[WORK TO COMPLETE] Convert the rows in the stretch from the line containing "the student holding" through the line containing "739, 0, 880, 158" into a two-column CSV with the headers text and box. Give one line per row, with its text and its answer each in a double-quoted field and any line breaks replaced by spaces.

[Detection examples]

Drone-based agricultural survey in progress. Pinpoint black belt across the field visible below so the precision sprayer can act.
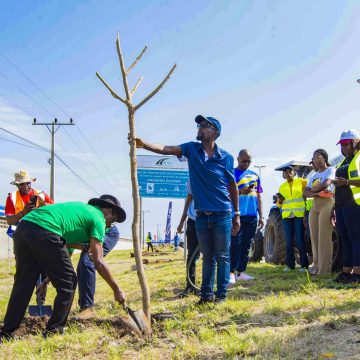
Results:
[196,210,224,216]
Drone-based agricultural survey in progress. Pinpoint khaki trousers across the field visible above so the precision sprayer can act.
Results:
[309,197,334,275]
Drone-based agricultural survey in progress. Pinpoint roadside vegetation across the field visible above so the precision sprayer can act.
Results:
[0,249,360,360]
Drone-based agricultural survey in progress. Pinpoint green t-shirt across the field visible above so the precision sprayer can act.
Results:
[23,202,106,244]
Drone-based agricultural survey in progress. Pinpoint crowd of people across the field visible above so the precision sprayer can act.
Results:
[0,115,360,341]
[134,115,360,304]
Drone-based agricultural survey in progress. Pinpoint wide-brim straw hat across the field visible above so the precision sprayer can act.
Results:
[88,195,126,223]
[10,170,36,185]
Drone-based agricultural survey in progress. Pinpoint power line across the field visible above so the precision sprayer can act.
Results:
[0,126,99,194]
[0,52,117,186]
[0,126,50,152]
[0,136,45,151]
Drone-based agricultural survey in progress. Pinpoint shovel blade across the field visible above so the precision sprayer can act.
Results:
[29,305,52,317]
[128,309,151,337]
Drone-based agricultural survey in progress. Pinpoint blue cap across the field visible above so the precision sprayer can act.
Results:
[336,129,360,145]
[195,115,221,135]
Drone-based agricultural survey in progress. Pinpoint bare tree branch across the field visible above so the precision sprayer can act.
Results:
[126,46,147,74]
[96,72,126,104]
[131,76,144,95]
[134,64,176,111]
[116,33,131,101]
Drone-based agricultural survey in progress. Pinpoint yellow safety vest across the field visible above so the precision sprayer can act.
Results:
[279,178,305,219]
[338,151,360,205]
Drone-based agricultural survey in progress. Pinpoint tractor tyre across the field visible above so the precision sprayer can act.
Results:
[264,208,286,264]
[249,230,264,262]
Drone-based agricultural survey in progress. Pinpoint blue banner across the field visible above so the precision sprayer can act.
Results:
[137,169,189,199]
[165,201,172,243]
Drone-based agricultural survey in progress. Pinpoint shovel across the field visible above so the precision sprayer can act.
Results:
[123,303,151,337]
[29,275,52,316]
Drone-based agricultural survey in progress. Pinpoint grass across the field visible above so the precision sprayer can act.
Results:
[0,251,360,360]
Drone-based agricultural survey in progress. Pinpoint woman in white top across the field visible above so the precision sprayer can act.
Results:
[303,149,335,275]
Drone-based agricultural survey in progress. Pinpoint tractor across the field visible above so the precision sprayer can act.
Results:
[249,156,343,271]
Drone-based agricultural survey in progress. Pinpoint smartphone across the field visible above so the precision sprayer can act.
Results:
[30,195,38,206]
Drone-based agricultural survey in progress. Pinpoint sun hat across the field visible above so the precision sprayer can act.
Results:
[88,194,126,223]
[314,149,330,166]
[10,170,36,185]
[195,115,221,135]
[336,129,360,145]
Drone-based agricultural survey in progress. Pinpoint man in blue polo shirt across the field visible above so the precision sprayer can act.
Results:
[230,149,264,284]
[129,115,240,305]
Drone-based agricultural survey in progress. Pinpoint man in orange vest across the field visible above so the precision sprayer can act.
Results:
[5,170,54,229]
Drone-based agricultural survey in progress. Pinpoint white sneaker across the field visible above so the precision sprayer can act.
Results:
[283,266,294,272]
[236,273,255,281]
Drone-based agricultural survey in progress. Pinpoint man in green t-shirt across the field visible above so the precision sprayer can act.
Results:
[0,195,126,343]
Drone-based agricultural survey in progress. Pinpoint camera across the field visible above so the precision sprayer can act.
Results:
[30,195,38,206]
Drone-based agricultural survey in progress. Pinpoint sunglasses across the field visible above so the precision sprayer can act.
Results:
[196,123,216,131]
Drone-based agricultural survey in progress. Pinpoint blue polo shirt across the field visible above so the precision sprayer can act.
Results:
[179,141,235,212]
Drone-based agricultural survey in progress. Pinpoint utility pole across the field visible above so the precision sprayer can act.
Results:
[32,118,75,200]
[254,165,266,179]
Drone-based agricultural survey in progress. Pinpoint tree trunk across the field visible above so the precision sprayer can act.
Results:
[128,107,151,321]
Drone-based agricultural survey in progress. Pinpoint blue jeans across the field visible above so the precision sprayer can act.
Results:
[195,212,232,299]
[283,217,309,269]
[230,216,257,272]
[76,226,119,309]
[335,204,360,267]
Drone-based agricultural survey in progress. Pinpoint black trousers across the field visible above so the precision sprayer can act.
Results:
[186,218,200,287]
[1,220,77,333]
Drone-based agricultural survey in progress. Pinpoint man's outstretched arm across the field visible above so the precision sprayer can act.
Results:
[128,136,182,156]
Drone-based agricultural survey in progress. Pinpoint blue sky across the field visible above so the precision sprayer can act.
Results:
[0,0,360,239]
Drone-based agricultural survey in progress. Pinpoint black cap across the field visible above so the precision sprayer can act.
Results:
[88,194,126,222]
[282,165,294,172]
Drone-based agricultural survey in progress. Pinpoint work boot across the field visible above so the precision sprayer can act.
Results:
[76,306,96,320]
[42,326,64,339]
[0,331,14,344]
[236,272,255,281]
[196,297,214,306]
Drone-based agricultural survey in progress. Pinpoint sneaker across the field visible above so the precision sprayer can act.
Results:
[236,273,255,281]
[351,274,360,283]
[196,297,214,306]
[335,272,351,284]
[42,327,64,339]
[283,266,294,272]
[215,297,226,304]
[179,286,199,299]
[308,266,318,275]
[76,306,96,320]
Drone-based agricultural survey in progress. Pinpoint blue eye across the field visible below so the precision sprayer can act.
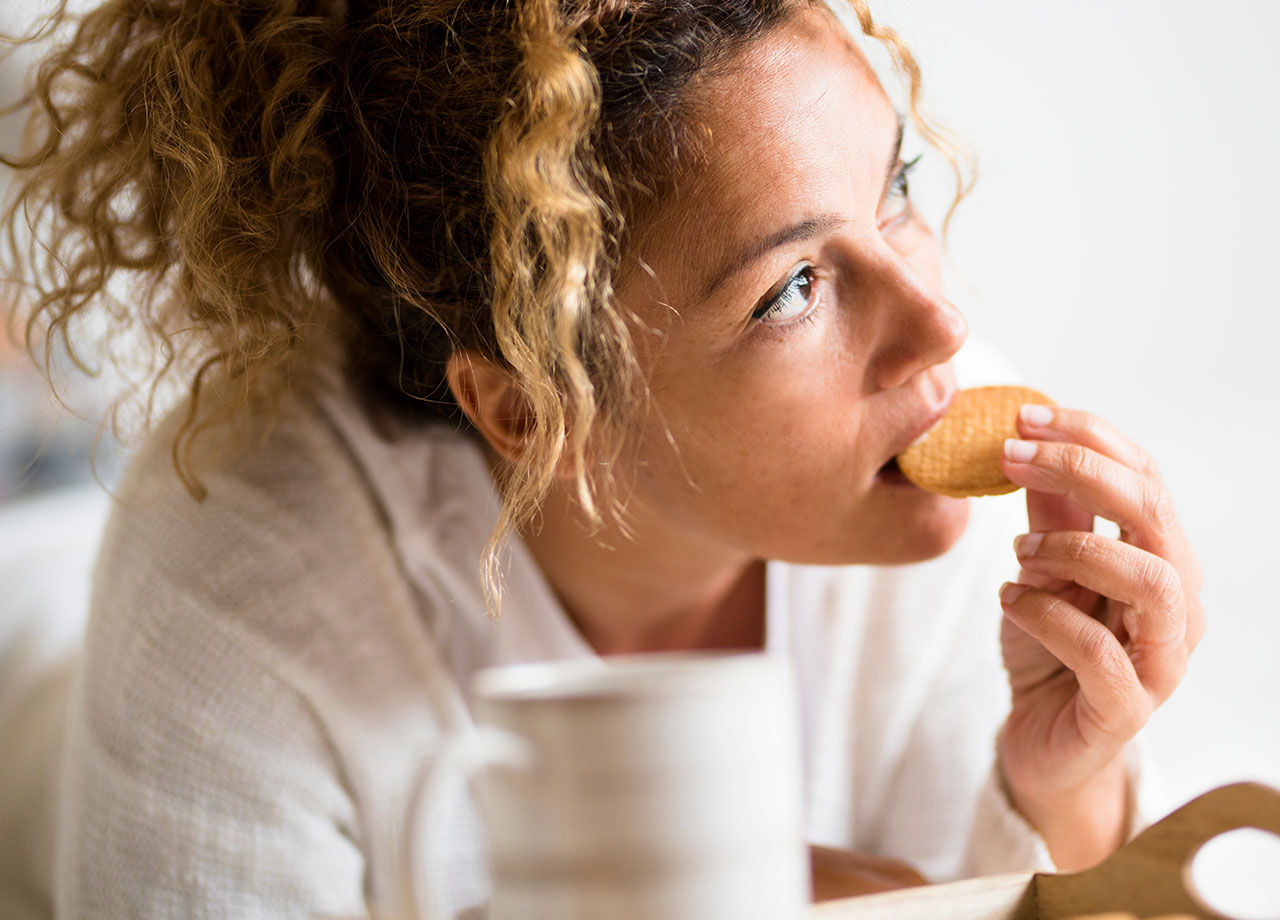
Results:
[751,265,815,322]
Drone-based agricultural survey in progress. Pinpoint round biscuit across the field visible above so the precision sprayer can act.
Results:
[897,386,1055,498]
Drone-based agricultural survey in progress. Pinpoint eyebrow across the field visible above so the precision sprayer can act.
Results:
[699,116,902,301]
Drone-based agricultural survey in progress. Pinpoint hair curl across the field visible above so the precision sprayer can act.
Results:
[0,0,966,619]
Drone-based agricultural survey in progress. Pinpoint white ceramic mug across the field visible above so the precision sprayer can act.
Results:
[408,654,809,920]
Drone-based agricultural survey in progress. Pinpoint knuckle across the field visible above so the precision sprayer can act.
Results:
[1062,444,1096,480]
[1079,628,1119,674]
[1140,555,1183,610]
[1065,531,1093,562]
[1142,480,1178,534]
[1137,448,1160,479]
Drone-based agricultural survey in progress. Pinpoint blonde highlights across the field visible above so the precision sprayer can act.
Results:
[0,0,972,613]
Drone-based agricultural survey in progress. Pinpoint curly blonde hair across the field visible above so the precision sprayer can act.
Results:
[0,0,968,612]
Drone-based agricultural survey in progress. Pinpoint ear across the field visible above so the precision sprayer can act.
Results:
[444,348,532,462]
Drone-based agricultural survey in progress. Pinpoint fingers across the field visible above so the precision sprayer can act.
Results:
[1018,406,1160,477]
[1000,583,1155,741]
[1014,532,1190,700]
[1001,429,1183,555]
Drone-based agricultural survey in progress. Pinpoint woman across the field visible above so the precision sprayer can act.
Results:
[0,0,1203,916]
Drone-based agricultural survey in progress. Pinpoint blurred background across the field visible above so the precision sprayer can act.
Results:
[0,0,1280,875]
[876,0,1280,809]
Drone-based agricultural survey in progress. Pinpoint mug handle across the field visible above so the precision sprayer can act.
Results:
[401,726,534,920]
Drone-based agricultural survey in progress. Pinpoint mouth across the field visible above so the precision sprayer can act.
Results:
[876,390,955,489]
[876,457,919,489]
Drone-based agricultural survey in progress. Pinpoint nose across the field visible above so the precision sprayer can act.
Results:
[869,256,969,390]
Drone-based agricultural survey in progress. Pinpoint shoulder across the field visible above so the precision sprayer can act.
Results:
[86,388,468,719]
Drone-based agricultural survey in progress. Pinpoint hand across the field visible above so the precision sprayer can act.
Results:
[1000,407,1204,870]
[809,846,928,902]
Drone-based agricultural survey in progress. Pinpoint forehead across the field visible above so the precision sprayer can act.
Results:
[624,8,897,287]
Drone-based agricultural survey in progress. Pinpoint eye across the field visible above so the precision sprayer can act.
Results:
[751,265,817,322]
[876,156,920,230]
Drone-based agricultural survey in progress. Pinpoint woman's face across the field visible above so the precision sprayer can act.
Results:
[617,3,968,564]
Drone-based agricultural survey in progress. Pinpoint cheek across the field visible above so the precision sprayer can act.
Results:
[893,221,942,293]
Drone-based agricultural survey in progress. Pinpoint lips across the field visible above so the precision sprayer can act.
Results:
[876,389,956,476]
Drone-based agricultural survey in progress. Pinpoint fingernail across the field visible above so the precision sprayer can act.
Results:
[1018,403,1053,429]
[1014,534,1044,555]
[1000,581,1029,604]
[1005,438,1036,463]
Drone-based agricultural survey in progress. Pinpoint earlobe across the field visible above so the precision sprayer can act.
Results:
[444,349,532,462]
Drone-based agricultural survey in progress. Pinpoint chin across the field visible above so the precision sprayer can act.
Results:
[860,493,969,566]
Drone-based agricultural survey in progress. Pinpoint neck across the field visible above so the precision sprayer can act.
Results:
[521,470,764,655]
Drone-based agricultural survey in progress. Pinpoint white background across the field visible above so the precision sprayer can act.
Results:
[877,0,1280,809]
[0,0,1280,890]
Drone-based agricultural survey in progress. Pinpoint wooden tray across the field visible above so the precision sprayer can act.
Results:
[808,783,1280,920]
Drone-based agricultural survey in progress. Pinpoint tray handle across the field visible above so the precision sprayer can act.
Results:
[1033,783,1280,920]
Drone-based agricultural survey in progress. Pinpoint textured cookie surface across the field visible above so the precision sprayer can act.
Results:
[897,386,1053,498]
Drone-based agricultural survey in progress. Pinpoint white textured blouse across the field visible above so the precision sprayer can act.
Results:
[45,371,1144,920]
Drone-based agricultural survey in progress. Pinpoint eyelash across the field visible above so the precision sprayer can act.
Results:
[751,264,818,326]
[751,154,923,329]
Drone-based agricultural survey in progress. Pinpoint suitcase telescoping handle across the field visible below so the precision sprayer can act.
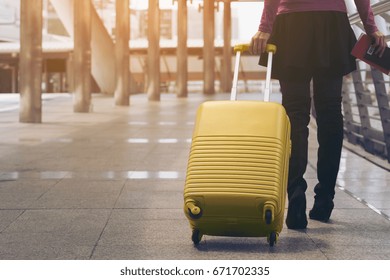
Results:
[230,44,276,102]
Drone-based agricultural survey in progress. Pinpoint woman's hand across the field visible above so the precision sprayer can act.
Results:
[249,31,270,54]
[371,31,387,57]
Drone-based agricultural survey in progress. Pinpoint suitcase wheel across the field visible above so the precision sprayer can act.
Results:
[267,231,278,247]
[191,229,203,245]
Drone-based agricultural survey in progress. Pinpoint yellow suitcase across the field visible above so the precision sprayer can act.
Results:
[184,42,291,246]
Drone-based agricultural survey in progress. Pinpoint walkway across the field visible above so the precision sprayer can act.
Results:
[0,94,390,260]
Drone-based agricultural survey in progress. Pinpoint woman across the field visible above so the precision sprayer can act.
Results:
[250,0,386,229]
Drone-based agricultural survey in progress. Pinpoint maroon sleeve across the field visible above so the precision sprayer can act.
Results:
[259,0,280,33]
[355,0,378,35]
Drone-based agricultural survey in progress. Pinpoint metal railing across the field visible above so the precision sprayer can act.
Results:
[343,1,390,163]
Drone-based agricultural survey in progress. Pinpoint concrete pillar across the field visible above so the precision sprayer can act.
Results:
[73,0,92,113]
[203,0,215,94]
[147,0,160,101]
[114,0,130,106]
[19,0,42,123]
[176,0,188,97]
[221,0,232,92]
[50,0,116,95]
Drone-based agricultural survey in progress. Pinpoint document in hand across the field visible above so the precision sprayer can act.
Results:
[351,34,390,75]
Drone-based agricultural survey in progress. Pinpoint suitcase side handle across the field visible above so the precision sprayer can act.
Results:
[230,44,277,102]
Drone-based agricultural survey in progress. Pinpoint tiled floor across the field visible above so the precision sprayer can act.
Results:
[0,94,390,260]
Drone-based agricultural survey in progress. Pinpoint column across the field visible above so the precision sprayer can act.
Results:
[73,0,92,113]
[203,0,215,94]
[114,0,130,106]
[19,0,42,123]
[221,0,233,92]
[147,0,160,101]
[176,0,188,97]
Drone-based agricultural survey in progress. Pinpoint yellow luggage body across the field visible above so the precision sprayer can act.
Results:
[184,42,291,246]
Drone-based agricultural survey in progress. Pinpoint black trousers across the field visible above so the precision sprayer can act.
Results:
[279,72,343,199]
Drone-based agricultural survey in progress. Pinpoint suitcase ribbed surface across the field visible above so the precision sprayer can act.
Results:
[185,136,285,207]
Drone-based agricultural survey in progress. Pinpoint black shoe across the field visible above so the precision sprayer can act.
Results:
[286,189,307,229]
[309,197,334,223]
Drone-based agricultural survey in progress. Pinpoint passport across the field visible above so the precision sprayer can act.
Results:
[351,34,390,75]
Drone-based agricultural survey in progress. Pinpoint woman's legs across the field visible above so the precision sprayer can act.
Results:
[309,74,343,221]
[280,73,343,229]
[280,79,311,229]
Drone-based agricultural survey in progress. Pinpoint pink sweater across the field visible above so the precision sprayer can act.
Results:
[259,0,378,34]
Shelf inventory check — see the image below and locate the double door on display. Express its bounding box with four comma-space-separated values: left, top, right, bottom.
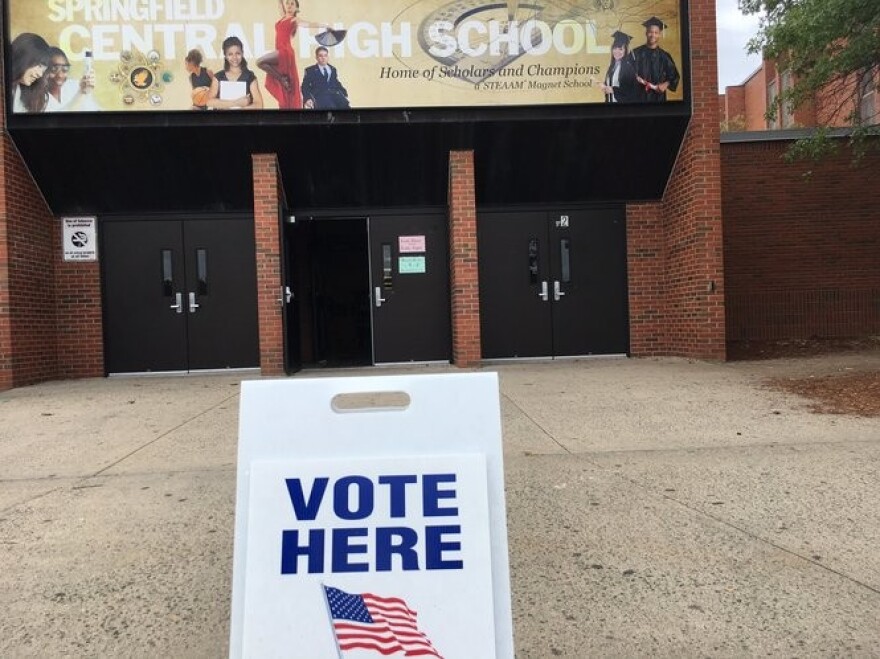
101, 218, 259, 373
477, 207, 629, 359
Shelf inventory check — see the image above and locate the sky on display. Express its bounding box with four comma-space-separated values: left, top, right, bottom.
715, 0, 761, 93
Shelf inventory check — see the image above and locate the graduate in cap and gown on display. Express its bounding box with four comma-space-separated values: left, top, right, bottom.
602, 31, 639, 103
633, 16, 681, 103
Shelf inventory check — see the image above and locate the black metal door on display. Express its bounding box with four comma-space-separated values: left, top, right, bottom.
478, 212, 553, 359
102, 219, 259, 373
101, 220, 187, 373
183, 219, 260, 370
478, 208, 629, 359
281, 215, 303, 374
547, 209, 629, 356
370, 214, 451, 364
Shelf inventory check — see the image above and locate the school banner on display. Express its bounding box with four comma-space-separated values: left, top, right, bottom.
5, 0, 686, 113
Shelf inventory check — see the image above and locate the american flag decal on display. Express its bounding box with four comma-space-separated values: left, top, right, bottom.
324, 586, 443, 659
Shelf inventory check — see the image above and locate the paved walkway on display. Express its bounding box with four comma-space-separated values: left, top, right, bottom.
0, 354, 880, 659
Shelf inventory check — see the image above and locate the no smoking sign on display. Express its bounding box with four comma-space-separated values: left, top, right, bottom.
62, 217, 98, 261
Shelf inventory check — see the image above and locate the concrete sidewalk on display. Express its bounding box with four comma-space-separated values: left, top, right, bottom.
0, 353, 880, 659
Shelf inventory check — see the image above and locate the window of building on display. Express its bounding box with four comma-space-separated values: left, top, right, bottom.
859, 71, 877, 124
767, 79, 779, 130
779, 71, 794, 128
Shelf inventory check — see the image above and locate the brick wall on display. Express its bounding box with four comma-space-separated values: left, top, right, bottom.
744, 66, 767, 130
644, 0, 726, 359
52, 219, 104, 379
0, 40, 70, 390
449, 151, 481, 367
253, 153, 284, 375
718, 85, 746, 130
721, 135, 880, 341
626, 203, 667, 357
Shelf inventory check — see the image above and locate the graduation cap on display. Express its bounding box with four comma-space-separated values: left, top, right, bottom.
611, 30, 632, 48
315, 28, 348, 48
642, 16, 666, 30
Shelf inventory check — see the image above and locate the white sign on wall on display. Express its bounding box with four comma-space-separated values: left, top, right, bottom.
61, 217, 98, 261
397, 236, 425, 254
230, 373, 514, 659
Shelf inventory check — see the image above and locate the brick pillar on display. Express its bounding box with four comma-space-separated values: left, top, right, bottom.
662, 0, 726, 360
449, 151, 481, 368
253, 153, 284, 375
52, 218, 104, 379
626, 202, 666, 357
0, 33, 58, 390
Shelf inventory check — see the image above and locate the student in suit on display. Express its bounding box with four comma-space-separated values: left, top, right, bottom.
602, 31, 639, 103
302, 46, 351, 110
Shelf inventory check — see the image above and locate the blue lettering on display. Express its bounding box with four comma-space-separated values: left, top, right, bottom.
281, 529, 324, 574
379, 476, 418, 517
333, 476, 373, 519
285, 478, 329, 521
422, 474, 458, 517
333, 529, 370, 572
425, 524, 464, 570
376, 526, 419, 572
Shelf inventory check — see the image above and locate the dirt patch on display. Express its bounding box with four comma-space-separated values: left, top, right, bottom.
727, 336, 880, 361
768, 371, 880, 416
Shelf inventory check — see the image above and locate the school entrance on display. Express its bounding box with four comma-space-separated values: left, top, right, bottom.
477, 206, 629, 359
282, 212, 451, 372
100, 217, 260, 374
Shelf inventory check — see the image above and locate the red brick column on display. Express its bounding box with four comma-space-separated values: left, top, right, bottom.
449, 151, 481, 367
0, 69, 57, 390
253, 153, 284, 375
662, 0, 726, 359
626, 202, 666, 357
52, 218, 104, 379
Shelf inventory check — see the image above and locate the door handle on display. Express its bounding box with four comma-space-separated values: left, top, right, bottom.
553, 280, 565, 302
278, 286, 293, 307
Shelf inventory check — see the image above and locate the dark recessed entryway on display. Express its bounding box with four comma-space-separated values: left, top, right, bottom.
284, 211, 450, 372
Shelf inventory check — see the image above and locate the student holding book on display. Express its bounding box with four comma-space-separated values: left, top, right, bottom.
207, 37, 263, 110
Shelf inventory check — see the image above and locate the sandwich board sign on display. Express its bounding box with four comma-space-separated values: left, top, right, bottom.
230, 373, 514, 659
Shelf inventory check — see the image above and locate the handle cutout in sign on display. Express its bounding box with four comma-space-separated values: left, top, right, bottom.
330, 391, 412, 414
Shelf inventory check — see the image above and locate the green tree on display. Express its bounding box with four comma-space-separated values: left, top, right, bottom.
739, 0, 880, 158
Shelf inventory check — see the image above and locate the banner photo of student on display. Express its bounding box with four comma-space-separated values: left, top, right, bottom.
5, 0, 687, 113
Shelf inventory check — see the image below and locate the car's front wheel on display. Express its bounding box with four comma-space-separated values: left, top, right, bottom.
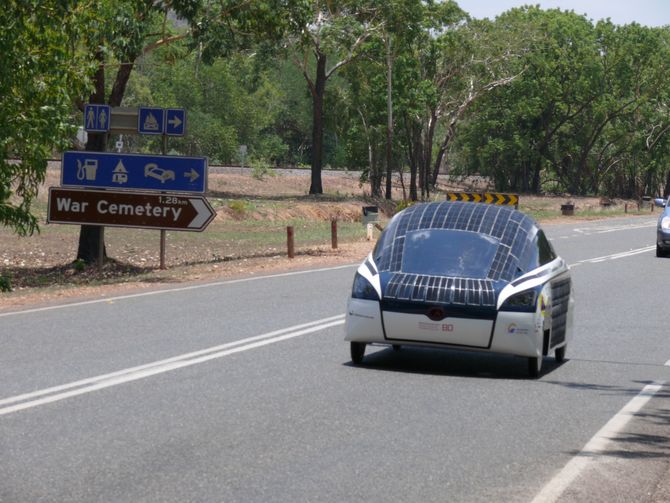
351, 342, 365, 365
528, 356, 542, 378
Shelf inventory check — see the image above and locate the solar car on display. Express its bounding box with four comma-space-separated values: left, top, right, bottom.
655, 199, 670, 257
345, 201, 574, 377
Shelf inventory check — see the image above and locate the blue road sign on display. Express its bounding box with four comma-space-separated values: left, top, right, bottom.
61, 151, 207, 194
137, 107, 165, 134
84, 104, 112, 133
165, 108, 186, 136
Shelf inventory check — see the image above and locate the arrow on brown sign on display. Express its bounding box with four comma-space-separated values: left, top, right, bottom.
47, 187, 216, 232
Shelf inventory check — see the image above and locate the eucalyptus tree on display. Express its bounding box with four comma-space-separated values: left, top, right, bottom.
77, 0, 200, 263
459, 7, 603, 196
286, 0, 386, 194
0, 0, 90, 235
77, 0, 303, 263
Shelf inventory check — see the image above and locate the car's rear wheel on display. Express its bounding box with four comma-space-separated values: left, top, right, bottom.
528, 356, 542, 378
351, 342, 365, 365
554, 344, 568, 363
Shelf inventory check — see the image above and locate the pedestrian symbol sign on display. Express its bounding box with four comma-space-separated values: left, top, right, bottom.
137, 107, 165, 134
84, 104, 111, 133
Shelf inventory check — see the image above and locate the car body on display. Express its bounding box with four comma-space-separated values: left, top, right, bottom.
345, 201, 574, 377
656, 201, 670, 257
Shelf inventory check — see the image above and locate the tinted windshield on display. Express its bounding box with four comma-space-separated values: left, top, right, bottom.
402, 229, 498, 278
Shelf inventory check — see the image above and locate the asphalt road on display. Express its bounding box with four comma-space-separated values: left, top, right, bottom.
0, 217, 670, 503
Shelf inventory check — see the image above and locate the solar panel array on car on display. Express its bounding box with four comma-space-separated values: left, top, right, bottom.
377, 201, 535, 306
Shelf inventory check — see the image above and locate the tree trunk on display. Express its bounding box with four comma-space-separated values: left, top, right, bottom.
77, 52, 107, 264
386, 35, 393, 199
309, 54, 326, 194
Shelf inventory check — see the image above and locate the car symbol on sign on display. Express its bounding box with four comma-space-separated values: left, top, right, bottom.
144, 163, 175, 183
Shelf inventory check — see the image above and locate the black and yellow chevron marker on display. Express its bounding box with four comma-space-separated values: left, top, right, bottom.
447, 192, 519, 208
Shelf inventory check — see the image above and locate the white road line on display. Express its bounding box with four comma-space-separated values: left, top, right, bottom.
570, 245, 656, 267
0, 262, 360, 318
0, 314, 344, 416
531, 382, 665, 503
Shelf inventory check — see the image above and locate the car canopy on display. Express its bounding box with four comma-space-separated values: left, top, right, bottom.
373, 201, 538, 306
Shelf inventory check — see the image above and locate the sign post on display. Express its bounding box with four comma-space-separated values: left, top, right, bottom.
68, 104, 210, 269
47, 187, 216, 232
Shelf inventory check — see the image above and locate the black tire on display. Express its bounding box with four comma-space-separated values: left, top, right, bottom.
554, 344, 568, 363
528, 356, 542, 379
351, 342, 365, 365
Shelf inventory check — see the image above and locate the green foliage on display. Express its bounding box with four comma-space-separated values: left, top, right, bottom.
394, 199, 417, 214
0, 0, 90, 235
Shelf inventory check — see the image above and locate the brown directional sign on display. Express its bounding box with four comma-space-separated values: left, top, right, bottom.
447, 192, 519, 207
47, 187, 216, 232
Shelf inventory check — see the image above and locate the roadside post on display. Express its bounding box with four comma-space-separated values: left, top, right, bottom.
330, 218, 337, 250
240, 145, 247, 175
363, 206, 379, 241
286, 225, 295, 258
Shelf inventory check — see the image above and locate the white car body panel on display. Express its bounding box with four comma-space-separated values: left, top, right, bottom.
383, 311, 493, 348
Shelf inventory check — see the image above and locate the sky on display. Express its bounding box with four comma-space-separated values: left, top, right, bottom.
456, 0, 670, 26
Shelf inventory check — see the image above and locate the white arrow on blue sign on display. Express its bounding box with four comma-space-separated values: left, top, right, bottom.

[SOLUTION FOR THIS EXERCISE]
text,box
"Shelf inventory check — see the image above and locate the student holding book on display. Express its bounding box with four comma-space-separated values: left, top, right, bottom.","207, 37, 263, 110"
"Shelf inventory check — see the image above and locate the sandwich board sign on display. Express its bounding box with four comma-space-separated values: left, top, right, bottom.","230, 373, 514, 659"
"Shelf inventory check — see the image above and locate the handle cutout in sign on display. Express its bounding box with four comma-space-separated values: left, top, right, bottom.","330, 391, 412, 414"
"Shelf inventory check — see the image above and locate the green tree on display. Express its bounding box with four comma-space-separated values: left, top, right, bottom.","739, 0, 880, 158"